**挑战题目**
1. 根据摘录，微软在ESD文件中加密了哪几个区段？请全部列出。
2. 请照录摘录原文，从“对这些数据解密后，你才能获得一个完整的ESD压缩镜像文件：”开始，一直到“只是所有文件数据拼接了起来。”为止。

**所给摘录**
━━━━
你没听错，现在可以从加密的ESD中提取东西了。先别激动——本文主要针对那些对Windows映像格式（WIM）和没有文档的电子软件下载（ESD）映像格式有一定经验的人！

为防止未经授权的用户安装Windows镜像，微软选择了对部分ESD文件进行加密。加密工具先对原始镜像使用AES加密特定的数据块，然后使用RSA加密AES密钥，并将密钥加密结果及其他信息以XML表的形式保存在ESD文件尾部。在正常使用流程中，客户端先从Windows Update服务器获得ESD文件及RSA私钥，此后由RSA私钥解密AES密钥，再由AES密钥解密那些加密过的文件区段。如果只有ESD文件而没有RSA私钥，ESD就只是一个占地方的废品而已……吗？

加密区段

由于不是所有在产处理器都内置AES支持，基于性能考量，微软选择了只加密了数据提取需要的文件区段，而这些加密的区段对应ESD文件结构中的文件元数据资源、索引查找表以及区块表部分。

对这些数据解密后，你才能获得一个完整的ESD压缩镜像文件：

仅有文件查找表和区块表解密时，你能得到缺少目录结构和原始文件名的所有文件，这些文件可以通过SHA1进行鉴定：

如果连查找表也没有，那能得到的就只是整块的一个数据文件，它由所有原始文件拼接而成。你无法知道文件的顺序以及每个文件的起始和结束位置，就只是所有文件数据拼接了起来。

而如果这三个表都保持加密状态，提取数据就无从谈起了。你什么都得不到，甚至连提取出来的数据长度信息都不知道。

破译区块表

基于上述信息，如果我们在无法获得解密密钥的情况下能通过某种方式获得区块表内容，那我们就能至少获得那个由所有文件拼成的整块数据文件。虽然这距离重建Windows镜像还很遥远，但是至少我们已经可以手动提取一些我们感兴趣的内容（比如winre.wim、ntoskrnl.exe、explorer.exe等等）。
━━━━
**所给条目**
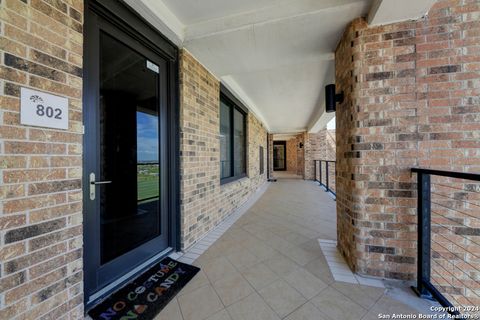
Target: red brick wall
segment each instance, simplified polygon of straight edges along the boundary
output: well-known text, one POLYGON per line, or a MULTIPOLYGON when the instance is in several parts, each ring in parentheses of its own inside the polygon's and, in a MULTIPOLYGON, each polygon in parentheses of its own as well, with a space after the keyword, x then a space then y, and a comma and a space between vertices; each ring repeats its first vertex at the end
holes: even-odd
POLYGON ((345 31, 336 51, 339 248, 362 274, 415 277, 411 167, 480 169, 480 4, 345 31))
MULTIPOLYGON (((305 179, 315 179, 315 160, 333 160, 335 161, 335 130, 326 128, 318 133, 307 133, 305 142, 305 179)), ((325 164, 323 165, 325 172, 325 164)), ((329 184, 335 184, 335 170, 332 163, 329 164, 329 184)), ((325 175, 325 173, 324 173, 325 175)), ((319 168, 317 168, 317 177, 319 177, 319 168)))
━━━━
**各题答案**
1. 文件元数据资源、索引查找表、区块表

2.
对这些数据解密后，你才能获得一个完整的ESD压缩镜像文件：

仅有文件查找表和区块表解密时，你能得到缺少目录结构和原始文件名的所有文件，这些文件可以通过SHA1进行鉴定：

如果连查找表也没有，那能得到的就只是整块的一个数据文件，它由所有原始文件拼接而成。你无法知道文件的顺序以及每个文件的起始和结束位置，就只是所有文件数据拼接了起来。